What is needed:
Edit the material below so that every "Scouting task" reads "Marking task", and leave everything else untouched.

(Stored items)
>> start

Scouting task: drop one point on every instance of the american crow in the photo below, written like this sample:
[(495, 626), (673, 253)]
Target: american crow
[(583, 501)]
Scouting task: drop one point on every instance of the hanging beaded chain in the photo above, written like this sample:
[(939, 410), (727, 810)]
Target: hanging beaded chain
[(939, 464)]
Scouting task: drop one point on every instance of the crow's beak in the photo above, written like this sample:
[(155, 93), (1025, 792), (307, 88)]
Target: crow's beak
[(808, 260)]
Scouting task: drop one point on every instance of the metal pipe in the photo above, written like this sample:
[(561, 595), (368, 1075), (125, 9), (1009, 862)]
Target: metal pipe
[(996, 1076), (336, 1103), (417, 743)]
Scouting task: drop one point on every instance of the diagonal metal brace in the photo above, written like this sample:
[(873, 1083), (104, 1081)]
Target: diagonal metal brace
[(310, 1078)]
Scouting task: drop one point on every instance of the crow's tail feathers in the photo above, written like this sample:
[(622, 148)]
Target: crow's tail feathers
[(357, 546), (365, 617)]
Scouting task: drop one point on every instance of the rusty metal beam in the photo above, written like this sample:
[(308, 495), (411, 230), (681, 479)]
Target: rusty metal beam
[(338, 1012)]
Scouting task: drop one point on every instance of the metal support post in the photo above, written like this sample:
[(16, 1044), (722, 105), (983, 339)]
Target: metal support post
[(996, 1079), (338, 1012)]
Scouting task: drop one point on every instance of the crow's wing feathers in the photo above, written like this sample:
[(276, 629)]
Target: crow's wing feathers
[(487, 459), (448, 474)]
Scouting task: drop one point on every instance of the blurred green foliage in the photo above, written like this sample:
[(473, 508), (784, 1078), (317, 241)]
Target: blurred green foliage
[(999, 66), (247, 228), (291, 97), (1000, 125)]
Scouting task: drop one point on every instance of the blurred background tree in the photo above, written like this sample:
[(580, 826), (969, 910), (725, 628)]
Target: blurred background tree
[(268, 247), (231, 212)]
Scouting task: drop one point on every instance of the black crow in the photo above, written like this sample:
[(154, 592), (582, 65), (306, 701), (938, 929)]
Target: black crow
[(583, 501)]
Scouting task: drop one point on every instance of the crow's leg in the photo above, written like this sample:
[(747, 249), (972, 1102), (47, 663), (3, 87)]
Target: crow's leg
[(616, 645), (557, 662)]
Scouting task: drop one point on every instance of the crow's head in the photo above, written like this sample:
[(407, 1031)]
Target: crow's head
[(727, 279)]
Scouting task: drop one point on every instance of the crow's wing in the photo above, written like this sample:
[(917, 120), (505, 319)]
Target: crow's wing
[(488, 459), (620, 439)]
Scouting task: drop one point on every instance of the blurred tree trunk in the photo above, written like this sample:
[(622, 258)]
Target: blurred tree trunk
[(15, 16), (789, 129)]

>> end

Answer to the task:
Marking task: drop one point on every instance of the american crow in the photo below, written like this sample:
[(495, 626), (673, 253)]
Target: american crow
[(583, 501)]
Marking task: drop one point on every instance of the hanging beaded chain in the photo above, written like this sample:
[(939, 410), (727, 810)]
Target: hanging beaded chain
[(939, 464)]
Marking task: drop one point on every instance of the crow's beak in the photo above, written like this sample:
[(155, 93), (1025, 792), (307, 88)]
Target: crow's beak
[(808, 260)]
Marking task: drop one point on every instance of the metal pipe in the photo above, written like this sample:
[(561, 595), (368, 1075), (125, 9), (1009, 862)]
Target: metal pipe
[(996, 1076), (336, 1103), (417, 743)]
Marking task: drop one point on every instance of the diagonal metal brace in the photo above, written like this sample:
[(873, 1083), (104, 1081)]
Target: diagonal metal brace
[(310, 1078)]
Marking task: drop one point on every instance of the crow's tail feathers in the photo above, written like this sample:
[(622, 148)]
Target: crow's tail feathers
[(357, 546), (365, 617)]
Marking task: drop one point on every instance of the rusty metal beam in the photo above, written like this sample:
[(308, 495), (411, 230), (681, 479)]
Target: rusty metal beam
[(338, 1012)]
Marking task: drop one point on every instance of the metal support post in the photo above, written like this sample:
[(16, 1044), (722, 105), (983, 339)]
Target: metal support post
[(996, 1079), (338, 1012)]
Marking task: drop one point on every instance of the crow's wing feathers in the photo above, written like this sample:
[(276, 629)]
Target: crow's wing feathers
[(487, 459), (448, 474)]
Marking task: drop one point on every instance of the blurred green foliage in the photo above, written like this sample:
[(473, 508), (784, 1078), (317, 241)]
Target: blurred green foliage
[(999, 66), (247, 228), (291, 97), (1000, 125)]
Marking task: drop one point on every instance of the blurred background tree in the photo above, written like this sample:
[(580, 826), (969, 910), (725, 628)]
Target: blurred background tree
[(268, 247), (231, 212)]
Marking task: drop one point on every instance of the black crow in the photo above, written like this sample:
[(154, 592), (582, 65), (306, 701), (938, 929)]
Target: black crow
[(583, 501)]
Marking task: drop one point on every instance of the crow's leg in the photo above, written like this sample:
[(747, 249), (972, 1102), (47, 663), (3, 87)]
Target: crow's leg
[(616, 645), (557, 662)]
Marking task: drop one point on every instance of the crow's head in the photo above, written like this sample:
[(407, 1031)]
Target: crow's head
[(727, 279)]
Marking task: drop one point on every instance of the crow's wing in the photo above, written like this sample:
[(917, 120), (505, 319)]
Target: crow's wing
[(488, 459), (620, 439)]
Marking task: drop one point on every instance of the blurred tree trunk in the photo above, written like this sample:
[(622, 258)]
Target: blurred tree trunk
[(15, 16), (789, 129)]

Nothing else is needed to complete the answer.